---- PASSAGE GIVEN

Nature and History in the Klamath Basin

Inhabiting the Land

The People

The Klamath and Modoc peoples share a reservation with the Yahooskin, a Paiute tribe from high desert country to the east. Their ancestors spoke dialects of the same language while living in different parts of the Klamath Basin. Klamath and Modoc alike called themselves maklaks, the people. The major Klamath bands were known as E’ukskni—people of the lake—who lived north of Upper Klamath Lake, and Plaikni—uplanders—whose villages were south of the Sprague River. Mo’dokni inhabited the Lost River drainage around Tule Lake and Clear Lake.

Until the twentieth century, Klamath traders traveled north from their lava-rich country to Celilo Falls on the Columbia River to exchange obsidian glass arrowheads for other goods. The Chinook Jargon, used as a trading dialect by the tribes that met there, gave the Clamitte their contemporary name.

Within the Klamath Basin, tribal members used canoes for transportation along rivers, through marshes and across lakes. From canoes they fished using two-pronged spears, harvested wocus—a pond lily seed that they ground into flour—hunted waterfowl, collected duck eggs, and gathered tule reeds.

Tules growing in the lakes and marshes gave the maklaks a versatile material. They made canoes of tules, built homes with tules arranged on a framework of poles, covered communal storage pits with tule mats, wore tule leggings and tule sandals, and wove tules into baskets to sift wocus through. Shells of dried wocus seeds yielded a dye for tules used in basket-making.

--------
---- DATA EXCERPTS

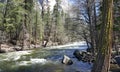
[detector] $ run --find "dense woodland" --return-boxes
[0,0,120,72]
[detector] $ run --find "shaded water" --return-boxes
[0,42,92,72]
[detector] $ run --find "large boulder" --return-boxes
[73,50,83,61]
[62,55,73,65]
[115,55,120,66]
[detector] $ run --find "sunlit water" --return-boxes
[0,41,92,72]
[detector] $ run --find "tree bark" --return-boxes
[92,0,113,72]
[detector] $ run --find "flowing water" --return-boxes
[0,41,92,72]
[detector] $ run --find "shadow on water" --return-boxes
[0,45,92,72]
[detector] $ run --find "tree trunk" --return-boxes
[92,0,113,72]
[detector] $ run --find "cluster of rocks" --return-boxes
[62,50,95,65]
[62,50,120,67]
[73,50,95,63]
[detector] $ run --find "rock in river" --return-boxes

--------

_EXERCISE INSTRUCTIONS_.
- a) Reproduce verbatim the stretch of the Klamath Basin passage from "Inhabiting the Land" through "their contemporary name.".
- b) Extend the Klamath Basin passage, picking up right after its final sentence.
The entries were taken from a separate source.

_EXPECTED OUTPUTS_.
- a)
Inhabiting the Land

The People

The Klamath and Modoc peoples share a reservation with the Yahooskin, a Paiute tribe from high desert country to the east. Their ancestors spoke dialects of the same language while living in different parts of the Klamath Basin. Klamath and Modoc alike called themselves maklaks, the people. The major Klamath bands were known as E’ukskni—people of the lake—who lived north of Upper Klamath Lake, and Plaikni—uplanders—whose villages were south of the Sprague River. Mo’dokni inhabited the Lost River drainage around Tule Lake and Clear Lake.

Until the twentieth century, Klamath traders traveled north from their lava-rich country to Celilo Falls on the Columbia River to exchange obsidian glass arrowheads for other goods. The Chinook Jargon, used as a trading dialect by the tribes that met there, gave the Clamitte their contemporary name.

- b)
Great quantities of wocus were stored in those mat-covered pits. Ten thousand acres of the lily grew in Klamath Marsh alone, providing a food so abundant that maklaks depended on it to survive when other foods were not available. Also helping the maklaks to survive harsh winters at 4,000 feet, with fierce winds and heavy snows, was the faith that their creator had provided them everything they needed.

With no order from General E.R.S. Canby, who commanded the Army’s Department of the Pacific, or from Colonel Wheaten, who headed Oregon’s District of the Lakes, Major Green sent troops from Fort Klamath to Lost River to bring Captain Jack’s band of Modocs back to the Klamath Reservation. The major made this dangerous move after a visit from the reservation sub-agent, Ivan Applegate. Applegate reported that settlers, desperate to get rid of the hundred or so Modoc “desperadoes,” might attack Jack’s camp on their own.

When the Army entered the Modoc camp at daybreak, November 29, 1872, an attempt to disarm the Indians sparked an exchange of gunshots. At that moment, settlers came out of hiding and attacked Hooker Jim’s village across the river. Several children, two men, and at least one woman died under fire. The rest of the Modocs fled; their destination: a natural lava bed fortress south of Tule Lake. On the way, Hooker Jim and his men killed several settlers, including Henry Miller, who had befriended Modocs. Suddenly, war was inevitable.

Against the Modoc band, the Army assembled a force of 330 men. Foggy weather and the rugged terrain, however, frustrated the first federal troops. The first assault on January 17, 1872, became a rout, with Modocs shooting at will. That battle left thirty-seven soldiers and civilian volunteers dead or wounded. Not a single Modoc was harmed.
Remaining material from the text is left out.